● Work to be completed
Repeat the entries that follow from start to finish, keeping every character.

● Data to use
Start of Block
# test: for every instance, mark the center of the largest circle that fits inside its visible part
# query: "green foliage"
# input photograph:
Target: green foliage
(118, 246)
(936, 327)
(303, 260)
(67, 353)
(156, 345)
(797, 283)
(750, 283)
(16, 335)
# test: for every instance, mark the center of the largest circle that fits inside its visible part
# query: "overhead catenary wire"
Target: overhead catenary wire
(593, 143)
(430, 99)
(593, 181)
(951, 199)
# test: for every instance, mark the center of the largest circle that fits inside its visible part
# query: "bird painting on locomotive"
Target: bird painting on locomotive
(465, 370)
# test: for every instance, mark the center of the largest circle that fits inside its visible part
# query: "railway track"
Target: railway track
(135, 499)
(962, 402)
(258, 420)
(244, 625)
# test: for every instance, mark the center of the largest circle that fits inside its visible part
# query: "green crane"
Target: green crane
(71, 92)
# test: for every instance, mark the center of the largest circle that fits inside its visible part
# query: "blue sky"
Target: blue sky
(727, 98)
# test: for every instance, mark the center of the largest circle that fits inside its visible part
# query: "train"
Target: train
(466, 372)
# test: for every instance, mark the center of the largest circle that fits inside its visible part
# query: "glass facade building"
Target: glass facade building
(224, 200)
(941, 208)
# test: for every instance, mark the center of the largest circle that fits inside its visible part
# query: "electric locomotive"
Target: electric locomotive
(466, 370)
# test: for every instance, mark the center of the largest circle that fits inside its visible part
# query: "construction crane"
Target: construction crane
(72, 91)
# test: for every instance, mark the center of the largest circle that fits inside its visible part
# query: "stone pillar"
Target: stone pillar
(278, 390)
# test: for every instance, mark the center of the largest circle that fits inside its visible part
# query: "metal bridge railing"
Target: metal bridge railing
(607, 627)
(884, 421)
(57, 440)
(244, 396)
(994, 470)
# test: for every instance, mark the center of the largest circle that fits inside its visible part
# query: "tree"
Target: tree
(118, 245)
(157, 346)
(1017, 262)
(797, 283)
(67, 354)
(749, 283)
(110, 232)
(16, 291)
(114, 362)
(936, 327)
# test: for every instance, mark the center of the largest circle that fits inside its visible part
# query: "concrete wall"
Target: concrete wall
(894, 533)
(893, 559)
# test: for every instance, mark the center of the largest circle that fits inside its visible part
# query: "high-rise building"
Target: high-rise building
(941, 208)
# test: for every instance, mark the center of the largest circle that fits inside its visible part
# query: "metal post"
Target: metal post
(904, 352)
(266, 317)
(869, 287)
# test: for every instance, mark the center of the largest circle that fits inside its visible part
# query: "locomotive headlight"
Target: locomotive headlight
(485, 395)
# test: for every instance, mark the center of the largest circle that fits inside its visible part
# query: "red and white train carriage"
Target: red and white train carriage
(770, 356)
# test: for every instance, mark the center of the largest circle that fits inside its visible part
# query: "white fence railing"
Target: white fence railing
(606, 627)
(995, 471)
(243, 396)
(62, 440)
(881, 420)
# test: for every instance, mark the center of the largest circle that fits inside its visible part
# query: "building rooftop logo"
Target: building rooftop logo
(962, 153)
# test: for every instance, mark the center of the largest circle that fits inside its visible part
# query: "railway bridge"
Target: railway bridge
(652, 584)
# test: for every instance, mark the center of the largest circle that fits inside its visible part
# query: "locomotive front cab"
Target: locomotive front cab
End of Block
● Your solution
# test: for every instance, mark the center of the largest circle that fits inside its visible part
# query: "green foliage"
# input photograph:
Target: green foliage
(118, 246)
(936, 327)
(303, 260)
(67, 353)
(156, 345)
(797, 283)
(750, 283)
(16, 335)
# test: for every instance, mark the center of the largest circle that fits inside its visible part
# query: "overhead catenary wire"
Target: overhead catenary wire
(593, 143)
(430, 99)
(593, 181)
(951, 199)
# test: for every instance, mark the center of the largest circle that fits inside its visible part
# query: "bird painting on locomotive"
Target: bird painting on locomotive
(465, 370)
# test: for every instance, mark the center of the largest circle that fits inside its visible part
# query: "railway track"
Target: railway track
(135, 499)
(962, 402)
(258, 420)
(244, 625)
# test: for every instance, mark the center of the largest circle that fits inside its visible part
# query: "green crane"
Target: green crane
(71, 92)
# test: for every instance, mark the center of the largest circle that fits inside its visible part
# query: "blue sky"
Target: blue sky
(727, 98)
# test: for every instance, mark the center of the largest circle that fits inside its visible part
# query: "train"
Target: train
(466, 372)
# test: for every instance, mark the center of the largest circle that fits inside its visible part
# query: "glass facade building"
Target: glass facade building
(224, 200)
(941, 208)
# test: for every instance, mark the center of the largest circle that fits inside its visible part
# query: "electric locomotive"
Target: electric locomotive
(466, 370)
# test: for every instance, mark the center of the largest circle that fits inside its visible part
# query: "construction crane"
Target: construction crane
(72, 91)
# test: for every instance, mark the center of the largest circle that fits inside its visible part
# query: "stone pillar"
Target: stone pillar
(278, 390)
# test: for every instance, mark the center of the largest circle that fits inside its visible part
# query: "metal bridge railing"
Target: metal bridge railing
(607, 627)
(884, 421)
(57, 440)
(244, 396)
(994, 470)
# test: for every instance, mark the center of the largest circle that fits inside its visible part
# query: "tree"
Target: tree
(118, 245)
(157, 346)
(1017, 262)
(797, 283)
(67, 354)
(749, 283)
(110, 232)
(16, 291)
(114, 362)
(936, 327)
# test: for every instance, mark the center of the largest circle that fits inside its visible part
# query: "concrete wall"
Target: concrete wall
(894, 533)
(893, 559)
# test: for every instance, mark the center of the largest circle that fits inside its visible part
# query: "high-rise building"
Target: high-rise building
(941, 208)
# test: for every instance, mark the center of the largest circle that fits inside its visible part
# query: "metal post"
Target: metal post
(904, 352)
(266, 317)
(869, 287)
# test: for every instance, mark the center of the largest circle that fits inside its visible part
# query: "locomotive headlight"
Target: locomotive headlight
(485, 395)
# test: for every instance, mark the center of the largest circle that fits inside its visible part
# query: "red and white train carriage"
Target: red and white train carriage
(770, 356)
# test: for every instance, mark the center of the largest circle that fits inside its visible part
# query: "white fence railing"
Target: white fence railing
(606, 627)
(995, 471)
(243, 396)
(62, 440)
(881, 420)
# test: for every instance, mark the center of the largest circle that fits inside its visible part
# query: "building rooftop logo"
Target: building rooftop logo
(962, 153)
# test: for every instance, mark the center of the largest circle that fits inside its visible part
# query: "railway bridge"
Target: railway bridge
(652, 584)
# test: for every instance, mark the center of the largest circle that fits inside its visible part
# query: "locomotive front cab"
Target: locomotive front cab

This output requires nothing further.